Problem description:
Count how many lines in the entries below contain the string "green", matching case exactly. Reply with the number alone.

Records provided:
** Begin **

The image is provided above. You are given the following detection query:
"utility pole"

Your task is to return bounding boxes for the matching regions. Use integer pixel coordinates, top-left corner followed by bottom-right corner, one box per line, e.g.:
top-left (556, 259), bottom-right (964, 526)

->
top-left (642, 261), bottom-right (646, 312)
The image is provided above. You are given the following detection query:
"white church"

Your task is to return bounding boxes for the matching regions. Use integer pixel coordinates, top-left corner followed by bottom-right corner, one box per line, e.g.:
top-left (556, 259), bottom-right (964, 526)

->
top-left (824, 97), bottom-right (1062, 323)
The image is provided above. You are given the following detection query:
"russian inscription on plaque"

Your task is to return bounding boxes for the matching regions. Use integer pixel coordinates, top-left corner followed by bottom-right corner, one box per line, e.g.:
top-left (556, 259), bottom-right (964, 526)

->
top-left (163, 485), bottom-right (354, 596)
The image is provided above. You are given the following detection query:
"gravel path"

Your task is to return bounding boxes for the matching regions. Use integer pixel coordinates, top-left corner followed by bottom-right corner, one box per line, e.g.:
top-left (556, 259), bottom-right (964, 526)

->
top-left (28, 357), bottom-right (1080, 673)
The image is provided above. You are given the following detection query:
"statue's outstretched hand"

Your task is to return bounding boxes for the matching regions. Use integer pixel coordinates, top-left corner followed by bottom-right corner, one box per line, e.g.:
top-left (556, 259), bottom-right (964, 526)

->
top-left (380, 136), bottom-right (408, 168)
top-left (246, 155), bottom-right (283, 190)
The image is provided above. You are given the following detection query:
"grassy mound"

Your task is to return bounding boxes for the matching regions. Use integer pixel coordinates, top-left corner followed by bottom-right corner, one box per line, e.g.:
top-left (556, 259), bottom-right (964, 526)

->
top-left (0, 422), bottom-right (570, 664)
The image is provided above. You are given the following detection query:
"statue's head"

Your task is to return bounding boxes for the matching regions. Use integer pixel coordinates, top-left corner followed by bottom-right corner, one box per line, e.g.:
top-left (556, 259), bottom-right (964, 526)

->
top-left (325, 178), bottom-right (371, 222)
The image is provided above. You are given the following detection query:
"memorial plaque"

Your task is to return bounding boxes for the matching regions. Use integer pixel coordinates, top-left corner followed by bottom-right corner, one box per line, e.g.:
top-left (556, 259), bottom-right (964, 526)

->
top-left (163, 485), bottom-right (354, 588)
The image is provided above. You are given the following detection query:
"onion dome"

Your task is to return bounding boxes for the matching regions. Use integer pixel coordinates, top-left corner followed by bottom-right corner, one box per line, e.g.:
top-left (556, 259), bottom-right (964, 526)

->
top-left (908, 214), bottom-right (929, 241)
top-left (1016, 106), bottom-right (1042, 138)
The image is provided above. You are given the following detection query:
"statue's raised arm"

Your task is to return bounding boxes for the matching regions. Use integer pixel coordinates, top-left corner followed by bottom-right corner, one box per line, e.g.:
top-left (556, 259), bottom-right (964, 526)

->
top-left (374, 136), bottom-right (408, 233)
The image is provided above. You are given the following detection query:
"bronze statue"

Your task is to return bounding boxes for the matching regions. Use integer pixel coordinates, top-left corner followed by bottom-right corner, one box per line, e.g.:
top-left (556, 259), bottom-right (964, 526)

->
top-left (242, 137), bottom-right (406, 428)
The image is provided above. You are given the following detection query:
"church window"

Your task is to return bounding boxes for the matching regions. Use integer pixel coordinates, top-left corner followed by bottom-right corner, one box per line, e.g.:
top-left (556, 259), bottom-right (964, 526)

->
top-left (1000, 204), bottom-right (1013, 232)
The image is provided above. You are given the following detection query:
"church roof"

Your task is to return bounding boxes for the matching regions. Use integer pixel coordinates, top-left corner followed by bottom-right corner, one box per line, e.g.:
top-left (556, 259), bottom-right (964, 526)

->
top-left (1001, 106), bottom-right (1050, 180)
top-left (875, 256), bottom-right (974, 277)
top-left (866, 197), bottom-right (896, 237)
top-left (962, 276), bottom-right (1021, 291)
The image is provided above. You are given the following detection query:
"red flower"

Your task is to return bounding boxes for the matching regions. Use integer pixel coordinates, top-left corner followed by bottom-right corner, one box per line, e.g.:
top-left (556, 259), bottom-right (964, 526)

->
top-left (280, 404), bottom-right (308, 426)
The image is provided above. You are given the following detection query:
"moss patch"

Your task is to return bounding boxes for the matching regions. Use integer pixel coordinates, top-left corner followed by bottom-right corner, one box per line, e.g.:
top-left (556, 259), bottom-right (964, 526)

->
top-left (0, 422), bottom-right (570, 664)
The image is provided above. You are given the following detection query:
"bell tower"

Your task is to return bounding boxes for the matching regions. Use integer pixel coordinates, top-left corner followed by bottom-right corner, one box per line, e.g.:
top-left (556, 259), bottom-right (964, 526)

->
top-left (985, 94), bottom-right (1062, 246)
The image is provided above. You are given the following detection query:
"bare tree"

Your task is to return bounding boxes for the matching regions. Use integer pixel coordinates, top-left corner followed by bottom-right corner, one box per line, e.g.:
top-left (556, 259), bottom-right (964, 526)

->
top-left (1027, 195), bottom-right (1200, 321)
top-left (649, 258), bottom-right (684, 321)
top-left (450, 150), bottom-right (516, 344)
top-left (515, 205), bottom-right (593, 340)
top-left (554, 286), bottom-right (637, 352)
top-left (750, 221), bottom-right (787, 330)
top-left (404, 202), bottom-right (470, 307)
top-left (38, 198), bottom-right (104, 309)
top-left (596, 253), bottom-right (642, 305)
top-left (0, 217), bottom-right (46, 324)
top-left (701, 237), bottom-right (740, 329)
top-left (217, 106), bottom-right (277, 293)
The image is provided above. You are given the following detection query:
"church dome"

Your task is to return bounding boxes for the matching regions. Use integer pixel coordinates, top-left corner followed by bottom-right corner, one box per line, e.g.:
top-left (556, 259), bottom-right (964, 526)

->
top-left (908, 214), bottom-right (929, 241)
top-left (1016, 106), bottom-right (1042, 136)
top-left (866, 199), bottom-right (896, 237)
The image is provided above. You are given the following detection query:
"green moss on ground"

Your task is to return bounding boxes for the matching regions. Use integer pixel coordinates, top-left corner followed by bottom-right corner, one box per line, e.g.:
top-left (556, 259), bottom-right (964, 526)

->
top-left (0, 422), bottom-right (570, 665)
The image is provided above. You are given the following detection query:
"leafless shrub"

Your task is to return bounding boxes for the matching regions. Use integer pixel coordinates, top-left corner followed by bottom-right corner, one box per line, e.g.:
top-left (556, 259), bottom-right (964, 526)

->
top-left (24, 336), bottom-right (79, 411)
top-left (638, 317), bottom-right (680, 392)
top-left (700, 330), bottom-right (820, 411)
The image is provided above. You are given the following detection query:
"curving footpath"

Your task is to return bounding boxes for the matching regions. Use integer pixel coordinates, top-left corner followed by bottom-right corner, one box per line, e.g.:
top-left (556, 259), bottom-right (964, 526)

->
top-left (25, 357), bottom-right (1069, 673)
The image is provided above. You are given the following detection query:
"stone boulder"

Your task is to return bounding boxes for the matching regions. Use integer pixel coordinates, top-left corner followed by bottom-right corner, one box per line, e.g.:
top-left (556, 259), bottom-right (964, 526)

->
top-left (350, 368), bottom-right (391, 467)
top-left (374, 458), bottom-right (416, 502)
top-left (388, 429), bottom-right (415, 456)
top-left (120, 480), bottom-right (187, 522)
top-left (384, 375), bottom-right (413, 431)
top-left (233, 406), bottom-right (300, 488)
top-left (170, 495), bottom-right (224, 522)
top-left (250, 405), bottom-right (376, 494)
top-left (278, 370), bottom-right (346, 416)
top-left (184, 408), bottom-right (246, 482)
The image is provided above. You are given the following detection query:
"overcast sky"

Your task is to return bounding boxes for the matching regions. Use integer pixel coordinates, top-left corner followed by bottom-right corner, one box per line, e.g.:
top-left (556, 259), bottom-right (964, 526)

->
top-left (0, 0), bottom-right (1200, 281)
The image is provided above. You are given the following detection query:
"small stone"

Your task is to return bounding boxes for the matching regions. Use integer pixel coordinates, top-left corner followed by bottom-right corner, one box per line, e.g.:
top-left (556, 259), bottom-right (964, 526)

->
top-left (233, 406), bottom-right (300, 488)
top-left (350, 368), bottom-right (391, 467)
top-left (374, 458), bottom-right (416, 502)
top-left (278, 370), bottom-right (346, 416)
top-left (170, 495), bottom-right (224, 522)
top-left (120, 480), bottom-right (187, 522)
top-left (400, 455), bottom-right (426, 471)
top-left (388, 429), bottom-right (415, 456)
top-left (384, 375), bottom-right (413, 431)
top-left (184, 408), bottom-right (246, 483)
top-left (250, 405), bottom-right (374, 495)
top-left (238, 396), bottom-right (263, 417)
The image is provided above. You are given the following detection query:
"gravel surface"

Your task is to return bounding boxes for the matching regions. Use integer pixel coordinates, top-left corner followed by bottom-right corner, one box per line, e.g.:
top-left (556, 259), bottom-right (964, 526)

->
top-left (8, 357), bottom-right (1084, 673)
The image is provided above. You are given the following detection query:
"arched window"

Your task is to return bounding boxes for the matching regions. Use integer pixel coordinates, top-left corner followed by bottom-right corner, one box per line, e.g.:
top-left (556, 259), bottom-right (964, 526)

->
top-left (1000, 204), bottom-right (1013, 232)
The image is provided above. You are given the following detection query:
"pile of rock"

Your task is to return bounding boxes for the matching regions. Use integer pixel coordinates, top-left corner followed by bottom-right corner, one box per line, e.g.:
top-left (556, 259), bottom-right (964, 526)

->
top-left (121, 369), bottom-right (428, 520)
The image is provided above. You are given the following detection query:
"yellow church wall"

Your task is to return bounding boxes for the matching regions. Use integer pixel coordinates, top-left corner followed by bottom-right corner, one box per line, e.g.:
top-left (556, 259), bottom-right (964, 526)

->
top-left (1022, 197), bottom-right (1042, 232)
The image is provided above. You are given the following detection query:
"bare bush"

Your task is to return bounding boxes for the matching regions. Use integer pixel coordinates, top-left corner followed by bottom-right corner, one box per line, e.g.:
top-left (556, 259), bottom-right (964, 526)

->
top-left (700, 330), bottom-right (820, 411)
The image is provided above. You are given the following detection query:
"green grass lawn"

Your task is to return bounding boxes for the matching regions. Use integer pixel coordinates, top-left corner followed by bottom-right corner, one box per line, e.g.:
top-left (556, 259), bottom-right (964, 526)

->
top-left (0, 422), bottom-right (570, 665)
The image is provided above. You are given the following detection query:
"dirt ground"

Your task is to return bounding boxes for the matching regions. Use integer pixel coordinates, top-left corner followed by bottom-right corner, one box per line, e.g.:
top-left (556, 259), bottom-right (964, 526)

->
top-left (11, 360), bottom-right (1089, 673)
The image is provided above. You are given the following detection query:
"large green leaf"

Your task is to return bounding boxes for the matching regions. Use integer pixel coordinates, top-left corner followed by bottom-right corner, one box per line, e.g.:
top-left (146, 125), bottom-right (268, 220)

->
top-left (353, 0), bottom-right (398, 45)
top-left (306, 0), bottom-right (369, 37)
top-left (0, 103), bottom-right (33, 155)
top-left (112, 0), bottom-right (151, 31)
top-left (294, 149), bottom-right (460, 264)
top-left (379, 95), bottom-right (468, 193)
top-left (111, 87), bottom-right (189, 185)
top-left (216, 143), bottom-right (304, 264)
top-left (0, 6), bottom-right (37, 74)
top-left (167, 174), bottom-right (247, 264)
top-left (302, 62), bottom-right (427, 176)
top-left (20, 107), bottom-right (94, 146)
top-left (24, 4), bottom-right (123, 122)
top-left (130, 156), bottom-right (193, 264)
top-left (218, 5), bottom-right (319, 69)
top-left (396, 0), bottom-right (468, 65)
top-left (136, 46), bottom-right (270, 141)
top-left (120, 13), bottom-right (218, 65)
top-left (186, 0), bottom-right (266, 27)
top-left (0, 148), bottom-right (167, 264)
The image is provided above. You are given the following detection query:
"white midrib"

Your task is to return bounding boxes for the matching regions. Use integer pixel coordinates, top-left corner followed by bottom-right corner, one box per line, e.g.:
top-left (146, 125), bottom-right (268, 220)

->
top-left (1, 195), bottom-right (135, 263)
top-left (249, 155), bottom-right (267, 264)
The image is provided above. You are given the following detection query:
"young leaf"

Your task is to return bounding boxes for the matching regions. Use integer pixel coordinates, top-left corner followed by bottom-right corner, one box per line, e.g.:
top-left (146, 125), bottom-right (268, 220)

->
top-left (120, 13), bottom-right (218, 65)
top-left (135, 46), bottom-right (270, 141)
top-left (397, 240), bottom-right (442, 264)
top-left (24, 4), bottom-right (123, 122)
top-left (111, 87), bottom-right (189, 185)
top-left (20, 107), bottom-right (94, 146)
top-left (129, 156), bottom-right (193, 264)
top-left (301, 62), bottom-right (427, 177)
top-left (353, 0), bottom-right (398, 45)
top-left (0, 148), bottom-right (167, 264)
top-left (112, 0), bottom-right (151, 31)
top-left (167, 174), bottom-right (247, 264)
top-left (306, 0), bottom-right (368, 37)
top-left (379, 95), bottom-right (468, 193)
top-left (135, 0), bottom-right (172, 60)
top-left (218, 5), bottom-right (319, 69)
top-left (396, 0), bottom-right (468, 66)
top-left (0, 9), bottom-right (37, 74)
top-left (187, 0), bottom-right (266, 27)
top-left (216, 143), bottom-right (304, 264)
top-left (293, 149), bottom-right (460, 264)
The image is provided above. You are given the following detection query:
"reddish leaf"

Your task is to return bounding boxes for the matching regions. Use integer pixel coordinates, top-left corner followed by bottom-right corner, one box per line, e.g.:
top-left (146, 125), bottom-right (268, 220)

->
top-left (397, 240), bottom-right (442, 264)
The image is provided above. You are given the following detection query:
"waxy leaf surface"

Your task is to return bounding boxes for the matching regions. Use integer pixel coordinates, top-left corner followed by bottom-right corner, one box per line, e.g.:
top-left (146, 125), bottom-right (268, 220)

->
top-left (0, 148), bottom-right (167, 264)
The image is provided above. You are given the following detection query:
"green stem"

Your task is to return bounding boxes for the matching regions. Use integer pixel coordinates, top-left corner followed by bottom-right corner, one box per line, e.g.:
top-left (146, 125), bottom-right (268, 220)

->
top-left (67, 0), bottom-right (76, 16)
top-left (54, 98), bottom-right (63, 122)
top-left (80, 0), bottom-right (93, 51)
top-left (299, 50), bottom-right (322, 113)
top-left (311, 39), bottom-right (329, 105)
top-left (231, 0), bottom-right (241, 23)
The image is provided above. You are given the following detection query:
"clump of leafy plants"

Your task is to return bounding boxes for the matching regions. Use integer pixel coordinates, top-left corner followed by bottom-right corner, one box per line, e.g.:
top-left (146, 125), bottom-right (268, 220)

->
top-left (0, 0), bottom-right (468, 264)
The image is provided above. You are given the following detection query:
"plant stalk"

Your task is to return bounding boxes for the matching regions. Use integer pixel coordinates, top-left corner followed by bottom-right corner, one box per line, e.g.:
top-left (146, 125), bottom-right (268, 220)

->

** End **

Complete response:
4